Extracto del documento -
***

19/08/2024
Publicado en
Expansión
Luis E. Echarte |
Profesor de Ética Médica y del Máster en Cristianismo y Cultura Contemporánea
El pasado está repleto de ideas nuevas. En 1914, Bertrand Russell y su discípulo Ludwig Wittgenstein tomaron caminos opuestos. Russell abandonaría la filosofía y matemática para centrarse en su pacifismo radical, acabando en prisión en 1918, y Wittgenstein comenzaría a colaborar con el gobierno austriaco. Luchó en el frente en 1916 y en las trincheras su Tractatus tomó un nuevo rumbo: establecer puentes entre la lógica y el sentido de la vida, la belleza y Dios. Creía que solo en el horror de la guerra sería capaz de levantarlos.
Para Wittgenstein, la labor filosófica consiste en la búsqueda del sentido de la vida, una actividad que saca a la persona de su inercia intelectual. Pero hacer filosofía no es fácil; como escribe, “pensar sobre estas cosas no es estremecedor, sino a menudo repugnante. Y cuando es repugnante, es lo más importante.” El disgusto de pensar se basa en descubrir los errores y sinsentidos que sostienen la cómoda prisión donde habita el yo ficticio. El bienestar de esa prisión es frágil. La guerra sería el peor fruto de esta inercia intelectual.
Pero la palabra no basta. Ni siquiera con un testimonio de cárcel como el de Russell. Para Wittgenstein, la guerra empieza en el pensamiento y solo se supera en la vida, atendiendo primero a los propios picores. “Para mejorar el mundo, mejórese a sí mismo”. No excluye la acción social; indica su punto de partida, el “trabajo sobre sí mismo”. ¿Y luego? Nada asegura la correcta recepción del discurso antibelicista. “Es imposible decir en mi libro ni una palabra acerca de lo que la música ha significado en mi vida. ¿Cómo puedo esperar ser comprendido?”. Pero experiencia bélica no es menos importante que la artística. “Ayer fui tiroteado. Sentí miedo. Deseo vivir. Es difícil renunciar a la vida cuando se le ha tomado gusto. Pero eso es ‘pecado’, vida irrazonable, falsa concepción de la vida.”

***

Registros de una fuente de datos -
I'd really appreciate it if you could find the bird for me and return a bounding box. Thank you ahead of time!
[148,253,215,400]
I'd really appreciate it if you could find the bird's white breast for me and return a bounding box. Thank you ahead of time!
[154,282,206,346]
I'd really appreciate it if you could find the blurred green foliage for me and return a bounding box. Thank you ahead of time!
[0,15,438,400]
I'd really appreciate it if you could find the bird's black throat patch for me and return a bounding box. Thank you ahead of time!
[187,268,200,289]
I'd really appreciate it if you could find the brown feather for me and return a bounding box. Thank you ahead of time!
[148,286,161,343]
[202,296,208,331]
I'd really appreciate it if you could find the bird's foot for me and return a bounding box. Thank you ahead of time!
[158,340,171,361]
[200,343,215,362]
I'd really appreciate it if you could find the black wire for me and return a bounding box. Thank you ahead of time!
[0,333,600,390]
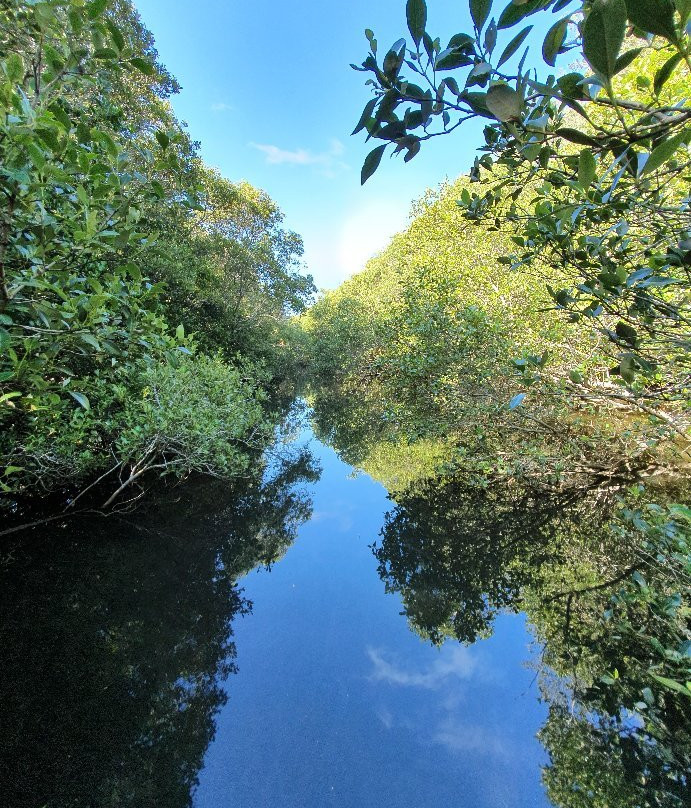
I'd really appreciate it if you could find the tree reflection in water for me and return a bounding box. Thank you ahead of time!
[0,453,318,808]
[373,478,691,808]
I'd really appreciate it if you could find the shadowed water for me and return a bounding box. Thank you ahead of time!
[0,426,681,808]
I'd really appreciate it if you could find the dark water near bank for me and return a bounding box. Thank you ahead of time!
[0,422,691,808]
[0,432,548,808]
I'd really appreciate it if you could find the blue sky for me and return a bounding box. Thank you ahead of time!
[135,0,556,288]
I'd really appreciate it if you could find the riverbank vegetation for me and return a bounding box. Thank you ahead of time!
[302,0,691,808]
[0,0,313,506]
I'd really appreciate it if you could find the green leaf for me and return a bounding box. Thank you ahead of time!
[405,0,427,46]
[619,354,638,384]
[67,390,91,412]
[626,0,675,41]
[578,149,597,191]
[497,25,533,67]
[94,48,118,59]
[360,143,387,185]
[614,320,638,347]
[130,56,156,76]
[554,127,600,147]
[509,393,525,410]
[470,0,492,31]
[79,334,101,351]
[106,20,125,51]
[86,0,108,20]
[641,130,689,176]
[5,53,24,84]
[583,0,626,79]
[542,16,571,67]
[614,48,643,73]
[0,328,12,351]
[155,129,170,149]
[498,0,544,29]
[485,84,523,123]
[653,53,681,95]
[675,0,691,28]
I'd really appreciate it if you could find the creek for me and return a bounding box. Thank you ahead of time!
[0,422,680,808]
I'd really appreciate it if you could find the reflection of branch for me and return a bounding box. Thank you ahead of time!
[0,508,91,536]
[544,564,641,606]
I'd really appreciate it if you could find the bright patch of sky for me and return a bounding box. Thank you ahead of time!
[135,0,556,289]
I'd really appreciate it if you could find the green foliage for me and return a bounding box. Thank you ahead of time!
[0,451,317,808]
[302,180,667,484]
[356,0,691,426]
[374,464,691,808]
[0,0,313,508]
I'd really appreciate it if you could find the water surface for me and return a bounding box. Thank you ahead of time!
[0,426,548,808]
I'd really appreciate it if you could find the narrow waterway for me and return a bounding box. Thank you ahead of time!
[194,440,549,808]
[0,426,549,808]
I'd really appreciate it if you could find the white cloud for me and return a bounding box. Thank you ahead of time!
[337,199,410,279]
[367,645,478,690]
[432,716,512,760]
[250,139,348,177]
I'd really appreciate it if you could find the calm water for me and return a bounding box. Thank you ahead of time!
[0,432,549,808]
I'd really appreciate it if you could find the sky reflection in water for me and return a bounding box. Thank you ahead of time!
[195,436,549,808]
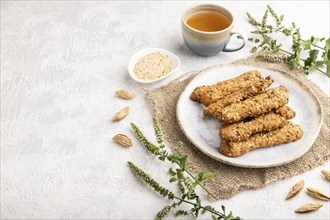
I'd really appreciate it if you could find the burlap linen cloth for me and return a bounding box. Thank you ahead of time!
[148,52,330,199]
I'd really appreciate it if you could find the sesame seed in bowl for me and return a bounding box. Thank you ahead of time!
[128,48,180,83]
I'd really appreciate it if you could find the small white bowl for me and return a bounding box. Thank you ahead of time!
[128,48,181,83]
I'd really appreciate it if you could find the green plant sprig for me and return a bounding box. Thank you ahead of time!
[131,118,215,199]
[246,5,330,77]
[128,118,239,220]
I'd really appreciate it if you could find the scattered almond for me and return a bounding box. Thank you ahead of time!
[115,90,135,99]
[112,134,132,147]
[286,180,305,200]
[307,187,330,201]
[112,106,130,121]
[296,202,323,213]
[321,170,330,181]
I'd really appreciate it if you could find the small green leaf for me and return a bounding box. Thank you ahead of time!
[221,205,226,214]
[197,172,215,182]
[170,177,177,183]
[309,49,319,62]
[180,156,188,170]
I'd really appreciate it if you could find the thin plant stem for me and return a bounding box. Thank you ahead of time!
[185,169,215,200]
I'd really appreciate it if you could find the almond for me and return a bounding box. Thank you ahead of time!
[286,180,305,199]
[115,90,135,99]
[112,106,130,121]
[296,202,323,213]
[112,134,132,147]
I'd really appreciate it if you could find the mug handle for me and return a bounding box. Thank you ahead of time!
[223,32,246,52]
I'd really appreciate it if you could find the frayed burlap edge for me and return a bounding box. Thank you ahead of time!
[147,54,330,199]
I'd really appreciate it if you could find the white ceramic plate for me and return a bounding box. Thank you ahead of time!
[128,48,181,84]
[177,65,322,168]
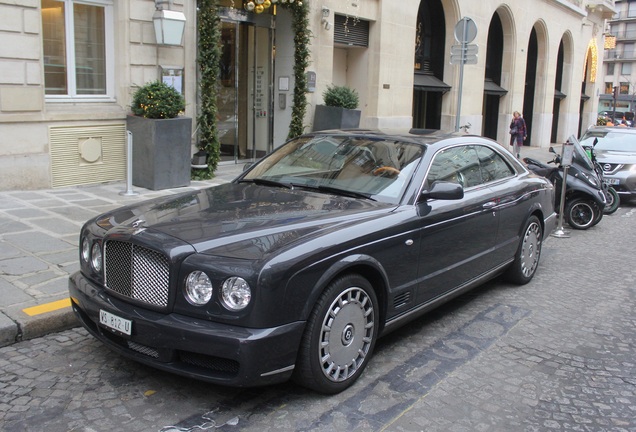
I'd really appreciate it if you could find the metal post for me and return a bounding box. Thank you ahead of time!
[119,131,139,196]
[455,19,468,132]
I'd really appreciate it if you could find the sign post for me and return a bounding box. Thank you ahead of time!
[451,17,477,131]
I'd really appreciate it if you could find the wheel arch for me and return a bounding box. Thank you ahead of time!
[288,254,389,331]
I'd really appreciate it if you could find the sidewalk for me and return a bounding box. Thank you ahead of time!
[0,147,560,346]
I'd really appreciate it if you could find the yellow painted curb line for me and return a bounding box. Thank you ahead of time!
[22,298,71,316]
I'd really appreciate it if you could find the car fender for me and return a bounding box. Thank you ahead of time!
[285,254,389,320]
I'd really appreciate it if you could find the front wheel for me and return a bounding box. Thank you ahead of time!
[564,198,603,230]
[293,274,379,394]
[506,216,543,285]
[603,186,621,214]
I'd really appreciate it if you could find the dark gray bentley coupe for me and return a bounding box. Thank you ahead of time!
[69,131,556,394]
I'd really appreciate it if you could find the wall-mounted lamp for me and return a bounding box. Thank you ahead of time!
[152,0,186,45]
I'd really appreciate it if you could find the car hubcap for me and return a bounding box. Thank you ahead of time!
[521,223,541,277]
[320,287,375,382]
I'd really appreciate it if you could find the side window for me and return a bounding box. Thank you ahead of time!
[426,145,484,188]
[475,146,515,183]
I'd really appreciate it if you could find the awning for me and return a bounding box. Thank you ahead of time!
[413,74,451,93]
[554,89,567,100]
[484,79,508,96]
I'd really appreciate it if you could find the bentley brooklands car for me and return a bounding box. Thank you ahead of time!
[69,131,556,394]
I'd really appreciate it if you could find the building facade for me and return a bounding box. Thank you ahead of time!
[0,0,622,190]
[598,0,636,120]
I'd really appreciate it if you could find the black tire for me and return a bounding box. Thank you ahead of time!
[506,216,543,285]
[603,186,621,214]
[293,274,379,394]
[564,198,603,230]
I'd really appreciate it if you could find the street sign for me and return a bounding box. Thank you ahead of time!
[454,17,477,43]
[451,44,479,55]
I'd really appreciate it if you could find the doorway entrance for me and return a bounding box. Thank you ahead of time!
[217,12,273,163]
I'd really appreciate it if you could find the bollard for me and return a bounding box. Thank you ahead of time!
[119,131,139,196]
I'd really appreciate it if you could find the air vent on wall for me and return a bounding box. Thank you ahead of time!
[333,14,369,48]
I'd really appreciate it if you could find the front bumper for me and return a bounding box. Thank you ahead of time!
[69,272,305,387]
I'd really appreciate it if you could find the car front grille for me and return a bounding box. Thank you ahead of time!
[104,240,170,307]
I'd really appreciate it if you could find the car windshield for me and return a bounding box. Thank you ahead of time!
[239,135,424,204]
[581,129,636,152]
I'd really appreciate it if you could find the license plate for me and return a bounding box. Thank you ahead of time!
[99,309,132,336]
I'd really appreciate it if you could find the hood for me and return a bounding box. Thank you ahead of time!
[96,183,396,259]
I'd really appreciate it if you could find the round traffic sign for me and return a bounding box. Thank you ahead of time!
[455,17,477,43]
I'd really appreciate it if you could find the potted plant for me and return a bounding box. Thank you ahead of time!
[314,85,360,131]
[126,81,192,190]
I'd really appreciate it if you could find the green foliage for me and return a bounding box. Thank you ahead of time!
[322,86,359,109]
[192,0,221,180]
[279,1,311,139]
[130,81,185,119]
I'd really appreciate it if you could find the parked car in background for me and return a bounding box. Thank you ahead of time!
[69,131,556,394]
[579,126,636,200]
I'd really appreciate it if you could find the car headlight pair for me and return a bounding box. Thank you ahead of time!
[82,237,103,273]
[185,270,252,311]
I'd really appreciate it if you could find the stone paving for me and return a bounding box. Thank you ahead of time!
[0,147,636,432]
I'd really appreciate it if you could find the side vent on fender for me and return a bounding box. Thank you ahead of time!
[393,291,411,309]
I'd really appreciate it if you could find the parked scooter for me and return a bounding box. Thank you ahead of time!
[523,136,606,230]
[582,138,621,214]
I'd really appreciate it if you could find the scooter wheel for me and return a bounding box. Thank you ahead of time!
[564,198,603,230]
[603,187,621,214]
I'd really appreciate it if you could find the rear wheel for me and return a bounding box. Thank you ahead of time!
[293,274,379,394]
[506,216,543,285]
[564,198,603,230]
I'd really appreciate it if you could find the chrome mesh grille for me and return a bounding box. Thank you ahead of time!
[104,240,170,307]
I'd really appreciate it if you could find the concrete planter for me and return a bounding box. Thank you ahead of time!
[313,105,361,131]
[126,115,192,190]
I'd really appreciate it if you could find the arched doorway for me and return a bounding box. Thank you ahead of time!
[413,0,450,129]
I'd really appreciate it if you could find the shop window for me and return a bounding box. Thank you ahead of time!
[42,0,112,99]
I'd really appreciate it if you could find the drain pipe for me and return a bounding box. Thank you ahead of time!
[119,130,139,196]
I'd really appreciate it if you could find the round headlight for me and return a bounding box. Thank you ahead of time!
[185,270,212,306]
[221,277,252,311]
[82,238,91,262]
[91,243,102,273]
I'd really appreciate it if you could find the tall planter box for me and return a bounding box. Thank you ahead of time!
[314,105,361,131]
[126,115,192,190]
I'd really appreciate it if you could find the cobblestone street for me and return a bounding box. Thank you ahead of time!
[0,205,636,432]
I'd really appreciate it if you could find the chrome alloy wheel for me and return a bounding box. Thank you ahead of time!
[520,221,542,277]
[319,287,375,382]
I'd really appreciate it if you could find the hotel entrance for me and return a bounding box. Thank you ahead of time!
[217,8,273,162]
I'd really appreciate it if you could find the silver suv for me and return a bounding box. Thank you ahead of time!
[580,126,636,200]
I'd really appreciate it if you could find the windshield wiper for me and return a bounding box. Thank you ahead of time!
[239,178,294,189]
[304,185,376,201]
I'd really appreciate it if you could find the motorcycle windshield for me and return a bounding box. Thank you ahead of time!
[568,135,594,171]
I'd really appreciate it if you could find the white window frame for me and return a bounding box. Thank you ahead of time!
[45,0,115,102]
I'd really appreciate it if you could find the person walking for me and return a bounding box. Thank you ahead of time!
[510,111,528,159]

***

Tu tarea - Copia el artículo sobre Wittgenstein desde "Para Wittgenstein, la labor" hasta "esta inercia intelectual.", y cambia "inercia intelectual" por "pereza mental" cada vez que aparezca.

Solución -
Para Wittgenstein, la labor filosófica consiste en la búsqueda del sentido de la vida, una actividad que saca a la persona de su pereza mental. Pero hacer filosofía no es fácil; como escribe, “pensar sobre estas cosas no es estremecedor, sino a menudo repugnante. Y cuando es repugnante, es lo más importante.” El disgusto de pensar se basa en descubrir los errores y sinsentidos que sostienen la cómoda prisión donde habita el yo ficticio. El bienestar de esa prisión es frágil. La guerra sería el peor fruto de esta pereza mental.